● **WHAT YOU WILL DO**:
A. In the commentary on the Palestinian Authority and U.S. policy, how many terror attacks against Israel did Abbas' Fatah faction boast of carrying out in 2022?
B. Proceed with the commentary on the Palestinian Authority and U.S. policy, picking up right after its final sentence.

━━━ READING TEXT ━━━

The Palestinian Authority’s “pay-for-slay” jobs-program, paid for by “over $200 million” fungible U.S. taxpayer dollars in funding reinstated by President Joe Biden, incentivizes and rewards the murder of Jews.

Abbas’ Fatah faction boasted of carrying out 7,200 terror attacks in 2022 against Israel, while criticizing Hamas for not attacking Israel.

Many Israelis have no illusions anymore. They see that the Palestinian Authority incites Jew-hate, whips up terrorism and tells Arab children and adults that to be a martyr for Islam allows them direct access not only to paradise, but also to generous funds for the terrorists and their families.

Israelis can also see that the Biden Administration has continually made decisions hostile to Israel, including once again funding the Palestinian Authority without even requiring that it renounce terrorism. The Administration also brought back the goal of a “two-state solution”: if a Palestinian state were to emerge, it could — and most likely would — be used as a launching pad from which to attack Israel, as promoted in the Palestinian “Phased Plan”: Get whatever land you can, then use that to get the rest.

Mainly, Israelis saw that the Biden administration never gave up trying to enable to enable the mullahs’ regime in Iran to have unlimited nuclear weapons — all while the mullahs have made the genocidal destruction of Israel their overriding goal.

━━━ DATA PROVIDED ━━━

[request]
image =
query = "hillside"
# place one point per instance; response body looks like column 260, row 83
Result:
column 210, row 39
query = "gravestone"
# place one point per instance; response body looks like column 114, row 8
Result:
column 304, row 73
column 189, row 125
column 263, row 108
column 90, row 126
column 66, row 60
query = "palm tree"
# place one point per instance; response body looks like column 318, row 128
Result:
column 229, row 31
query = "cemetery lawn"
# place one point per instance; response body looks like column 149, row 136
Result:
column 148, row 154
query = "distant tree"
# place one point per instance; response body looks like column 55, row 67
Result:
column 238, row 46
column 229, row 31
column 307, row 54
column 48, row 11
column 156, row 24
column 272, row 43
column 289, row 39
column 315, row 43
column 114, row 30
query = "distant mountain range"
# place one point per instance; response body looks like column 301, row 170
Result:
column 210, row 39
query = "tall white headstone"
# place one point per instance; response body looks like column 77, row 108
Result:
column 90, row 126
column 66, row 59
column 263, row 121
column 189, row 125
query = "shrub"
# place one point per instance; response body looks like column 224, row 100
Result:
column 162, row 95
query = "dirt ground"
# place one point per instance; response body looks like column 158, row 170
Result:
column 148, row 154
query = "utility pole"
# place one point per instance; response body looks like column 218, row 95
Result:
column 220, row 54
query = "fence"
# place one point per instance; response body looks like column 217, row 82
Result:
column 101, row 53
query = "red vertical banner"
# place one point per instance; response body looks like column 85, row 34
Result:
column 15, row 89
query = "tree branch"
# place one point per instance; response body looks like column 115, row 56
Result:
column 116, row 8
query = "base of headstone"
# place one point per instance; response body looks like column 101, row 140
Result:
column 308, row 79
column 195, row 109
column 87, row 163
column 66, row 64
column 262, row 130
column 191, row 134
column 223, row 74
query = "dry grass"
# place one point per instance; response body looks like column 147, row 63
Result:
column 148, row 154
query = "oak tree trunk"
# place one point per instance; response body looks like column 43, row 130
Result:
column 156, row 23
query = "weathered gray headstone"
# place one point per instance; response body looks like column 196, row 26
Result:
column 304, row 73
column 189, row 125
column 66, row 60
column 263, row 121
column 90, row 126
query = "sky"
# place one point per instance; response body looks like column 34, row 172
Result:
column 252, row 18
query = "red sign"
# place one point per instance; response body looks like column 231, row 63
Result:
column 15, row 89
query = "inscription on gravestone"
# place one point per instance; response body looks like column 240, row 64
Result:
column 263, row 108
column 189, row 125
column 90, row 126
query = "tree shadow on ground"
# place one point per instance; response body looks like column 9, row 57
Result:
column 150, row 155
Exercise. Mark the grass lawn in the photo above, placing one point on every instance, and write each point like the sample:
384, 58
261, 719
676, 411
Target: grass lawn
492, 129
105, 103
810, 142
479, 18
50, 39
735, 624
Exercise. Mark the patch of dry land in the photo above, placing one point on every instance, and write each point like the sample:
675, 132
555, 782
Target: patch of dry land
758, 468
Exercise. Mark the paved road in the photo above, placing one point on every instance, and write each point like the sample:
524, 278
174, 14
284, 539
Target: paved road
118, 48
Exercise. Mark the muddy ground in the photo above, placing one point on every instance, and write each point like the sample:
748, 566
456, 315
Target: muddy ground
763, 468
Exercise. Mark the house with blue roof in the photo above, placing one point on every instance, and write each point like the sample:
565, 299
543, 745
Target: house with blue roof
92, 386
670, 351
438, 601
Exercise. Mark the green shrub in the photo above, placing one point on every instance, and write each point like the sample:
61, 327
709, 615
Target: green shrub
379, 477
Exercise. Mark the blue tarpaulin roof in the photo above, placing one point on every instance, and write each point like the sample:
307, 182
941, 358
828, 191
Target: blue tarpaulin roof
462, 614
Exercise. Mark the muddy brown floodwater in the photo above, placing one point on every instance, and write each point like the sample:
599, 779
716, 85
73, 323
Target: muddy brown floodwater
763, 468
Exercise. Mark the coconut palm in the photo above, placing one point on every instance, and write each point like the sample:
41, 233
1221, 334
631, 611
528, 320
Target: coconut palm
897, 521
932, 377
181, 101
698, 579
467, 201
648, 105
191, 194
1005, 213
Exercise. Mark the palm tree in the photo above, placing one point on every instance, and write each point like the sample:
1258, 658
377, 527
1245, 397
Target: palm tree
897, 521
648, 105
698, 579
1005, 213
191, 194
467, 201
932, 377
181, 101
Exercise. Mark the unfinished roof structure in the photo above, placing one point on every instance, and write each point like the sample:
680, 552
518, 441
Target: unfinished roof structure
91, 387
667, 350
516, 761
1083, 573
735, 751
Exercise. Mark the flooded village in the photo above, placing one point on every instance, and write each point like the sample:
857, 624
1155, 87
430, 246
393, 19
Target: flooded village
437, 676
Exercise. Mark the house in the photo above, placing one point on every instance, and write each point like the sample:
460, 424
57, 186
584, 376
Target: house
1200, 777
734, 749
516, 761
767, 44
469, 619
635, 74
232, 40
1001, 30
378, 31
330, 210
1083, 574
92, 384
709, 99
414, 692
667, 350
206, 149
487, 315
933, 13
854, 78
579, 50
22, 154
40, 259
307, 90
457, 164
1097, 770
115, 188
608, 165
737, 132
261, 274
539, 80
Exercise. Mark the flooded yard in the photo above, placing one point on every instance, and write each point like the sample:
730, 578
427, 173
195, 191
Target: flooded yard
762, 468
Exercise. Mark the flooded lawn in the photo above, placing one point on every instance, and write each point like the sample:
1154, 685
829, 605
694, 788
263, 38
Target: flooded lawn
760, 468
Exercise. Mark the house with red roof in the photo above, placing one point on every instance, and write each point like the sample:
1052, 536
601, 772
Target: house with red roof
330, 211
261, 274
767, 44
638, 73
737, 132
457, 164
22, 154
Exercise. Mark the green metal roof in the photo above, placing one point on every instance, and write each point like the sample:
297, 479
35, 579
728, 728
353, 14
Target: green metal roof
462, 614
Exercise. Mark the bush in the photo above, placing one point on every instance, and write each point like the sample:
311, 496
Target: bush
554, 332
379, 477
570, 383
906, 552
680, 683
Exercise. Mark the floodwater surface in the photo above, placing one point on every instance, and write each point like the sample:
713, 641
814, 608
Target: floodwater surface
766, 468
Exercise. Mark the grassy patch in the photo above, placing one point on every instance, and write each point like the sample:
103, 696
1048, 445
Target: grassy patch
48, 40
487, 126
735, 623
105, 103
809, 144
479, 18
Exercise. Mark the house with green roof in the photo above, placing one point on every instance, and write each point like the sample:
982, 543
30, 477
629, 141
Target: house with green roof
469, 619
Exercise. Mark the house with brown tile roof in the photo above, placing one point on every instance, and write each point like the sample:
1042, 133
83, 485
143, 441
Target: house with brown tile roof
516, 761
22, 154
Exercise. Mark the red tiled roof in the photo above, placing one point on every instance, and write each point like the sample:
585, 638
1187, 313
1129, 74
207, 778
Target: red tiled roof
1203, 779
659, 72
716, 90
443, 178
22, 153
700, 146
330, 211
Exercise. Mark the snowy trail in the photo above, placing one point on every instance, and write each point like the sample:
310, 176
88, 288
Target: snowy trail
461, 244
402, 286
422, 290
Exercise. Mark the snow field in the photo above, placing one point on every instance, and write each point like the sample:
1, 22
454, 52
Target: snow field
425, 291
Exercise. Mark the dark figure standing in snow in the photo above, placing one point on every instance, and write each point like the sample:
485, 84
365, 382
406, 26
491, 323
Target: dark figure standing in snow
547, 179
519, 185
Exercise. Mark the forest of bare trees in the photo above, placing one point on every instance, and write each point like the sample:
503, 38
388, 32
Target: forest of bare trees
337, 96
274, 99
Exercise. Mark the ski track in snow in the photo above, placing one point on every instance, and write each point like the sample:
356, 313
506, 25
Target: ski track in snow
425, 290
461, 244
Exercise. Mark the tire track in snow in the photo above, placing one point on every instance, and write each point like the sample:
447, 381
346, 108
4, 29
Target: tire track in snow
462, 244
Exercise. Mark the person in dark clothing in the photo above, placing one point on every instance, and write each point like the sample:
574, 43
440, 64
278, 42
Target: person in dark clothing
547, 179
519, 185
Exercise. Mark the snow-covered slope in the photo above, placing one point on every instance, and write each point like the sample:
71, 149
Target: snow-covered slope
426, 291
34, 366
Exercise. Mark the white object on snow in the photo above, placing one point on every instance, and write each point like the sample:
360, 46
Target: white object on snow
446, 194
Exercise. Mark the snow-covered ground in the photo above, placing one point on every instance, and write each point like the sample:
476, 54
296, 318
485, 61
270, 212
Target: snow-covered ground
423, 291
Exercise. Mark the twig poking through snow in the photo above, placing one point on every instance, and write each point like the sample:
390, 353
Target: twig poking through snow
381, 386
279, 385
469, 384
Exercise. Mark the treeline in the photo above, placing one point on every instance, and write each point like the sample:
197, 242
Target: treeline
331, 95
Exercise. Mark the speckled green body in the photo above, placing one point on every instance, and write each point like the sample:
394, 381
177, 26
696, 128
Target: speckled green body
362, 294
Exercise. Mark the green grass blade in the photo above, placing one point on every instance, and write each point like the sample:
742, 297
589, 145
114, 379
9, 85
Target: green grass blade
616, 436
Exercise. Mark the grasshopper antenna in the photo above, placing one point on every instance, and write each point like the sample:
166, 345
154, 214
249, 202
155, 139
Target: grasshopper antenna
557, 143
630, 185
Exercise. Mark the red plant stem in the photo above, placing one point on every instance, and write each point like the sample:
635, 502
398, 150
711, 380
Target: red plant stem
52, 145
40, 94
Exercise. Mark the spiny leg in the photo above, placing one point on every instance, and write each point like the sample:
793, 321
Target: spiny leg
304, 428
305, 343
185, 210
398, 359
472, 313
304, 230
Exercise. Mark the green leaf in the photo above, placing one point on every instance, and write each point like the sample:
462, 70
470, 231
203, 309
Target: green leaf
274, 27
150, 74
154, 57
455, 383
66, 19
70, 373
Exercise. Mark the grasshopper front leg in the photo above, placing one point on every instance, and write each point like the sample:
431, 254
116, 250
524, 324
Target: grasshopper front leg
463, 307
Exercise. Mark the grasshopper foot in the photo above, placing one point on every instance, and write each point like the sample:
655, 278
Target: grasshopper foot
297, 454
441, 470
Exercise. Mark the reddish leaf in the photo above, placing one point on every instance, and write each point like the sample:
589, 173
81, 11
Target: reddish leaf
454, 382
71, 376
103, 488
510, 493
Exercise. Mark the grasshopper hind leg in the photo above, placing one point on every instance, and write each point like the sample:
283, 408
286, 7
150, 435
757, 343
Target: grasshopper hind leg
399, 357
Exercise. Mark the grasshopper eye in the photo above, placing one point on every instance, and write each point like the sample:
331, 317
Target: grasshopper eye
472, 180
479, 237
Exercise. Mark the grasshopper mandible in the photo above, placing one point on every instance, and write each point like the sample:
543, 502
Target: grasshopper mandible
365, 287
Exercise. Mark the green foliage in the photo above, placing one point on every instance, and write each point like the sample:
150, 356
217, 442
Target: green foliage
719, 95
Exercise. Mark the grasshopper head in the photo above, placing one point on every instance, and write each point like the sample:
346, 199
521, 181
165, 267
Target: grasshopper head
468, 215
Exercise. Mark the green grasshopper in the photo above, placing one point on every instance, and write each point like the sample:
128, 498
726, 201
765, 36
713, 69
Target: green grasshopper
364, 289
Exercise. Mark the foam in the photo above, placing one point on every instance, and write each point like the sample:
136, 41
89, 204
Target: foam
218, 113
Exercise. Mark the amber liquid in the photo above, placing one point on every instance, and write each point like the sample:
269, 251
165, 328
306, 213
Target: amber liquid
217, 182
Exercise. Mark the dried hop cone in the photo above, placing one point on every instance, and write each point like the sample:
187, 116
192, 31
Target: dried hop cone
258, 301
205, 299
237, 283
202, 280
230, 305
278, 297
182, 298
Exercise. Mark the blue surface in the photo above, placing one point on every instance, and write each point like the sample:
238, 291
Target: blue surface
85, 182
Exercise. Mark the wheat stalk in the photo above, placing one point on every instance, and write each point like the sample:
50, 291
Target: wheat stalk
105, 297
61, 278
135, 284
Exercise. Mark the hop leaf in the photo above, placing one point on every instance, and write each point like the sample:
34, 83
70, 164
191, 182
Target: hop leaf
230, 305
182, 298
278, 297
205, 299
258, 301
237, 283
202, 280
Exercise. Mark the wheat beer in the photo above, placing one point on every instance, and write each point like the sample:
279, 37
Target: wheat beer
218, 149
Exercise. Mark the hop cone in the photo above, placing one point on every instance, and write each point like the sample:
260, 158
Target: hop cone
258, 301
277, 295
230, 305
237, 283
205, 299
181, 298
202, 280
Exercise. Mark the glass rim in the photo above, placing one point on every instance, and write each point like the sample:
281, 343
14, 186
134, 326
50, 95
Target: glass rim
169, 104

━━━

● **EXERCISE ANSWERS**:
A. 7,200

B.
Accordingly, on November 1, 2022, millions of Israelis elected Benjamin Netanyahu as Israel’s Prime Minister, heading a broad coalition government. The coalition also pledged to restore the balance between the Knesset and the Supreme Court.

In the United Kingdom, Parliament has the final say — not the High Court. For the last 30 years, this has not been the situation in Israel.

In the 1990s, Israeli Supreme Court President Aharon Barak, declaring that “everything is justiciable,” executed a “judicial revolution,” through which the Court has arrogated virtually all political power, including the ability to override laws and even operational decisions by the Ministry of Defense and the IDF.

The government’s proposed reforms would simply restore the checks and balances and the separation of powers that Israel had before Barak’s “revolution.”

Since Barak’s tenure, Israel’s Supreme Court and the Attorney General have become a self-selecting group, unelected by the public or their representatives. Their decisions, lacking a constitution, were increasingly based not on law but on their invented doctrine of “reasonableness” — often resulting in “whatever I think is reasonable”.

At present, Israel’s Supreme Court, among other freewheeling entitlements, may overrule a quasi-constitutional Basic Law based on ‘reasonableness”; accept petitions from anyone regardless of standing (even if the petitioner would not be directly affected by the outcome — a provision that has resulted in a firehose of lawsuits by “concerned” non-governmental-organizations); and veto political appointments.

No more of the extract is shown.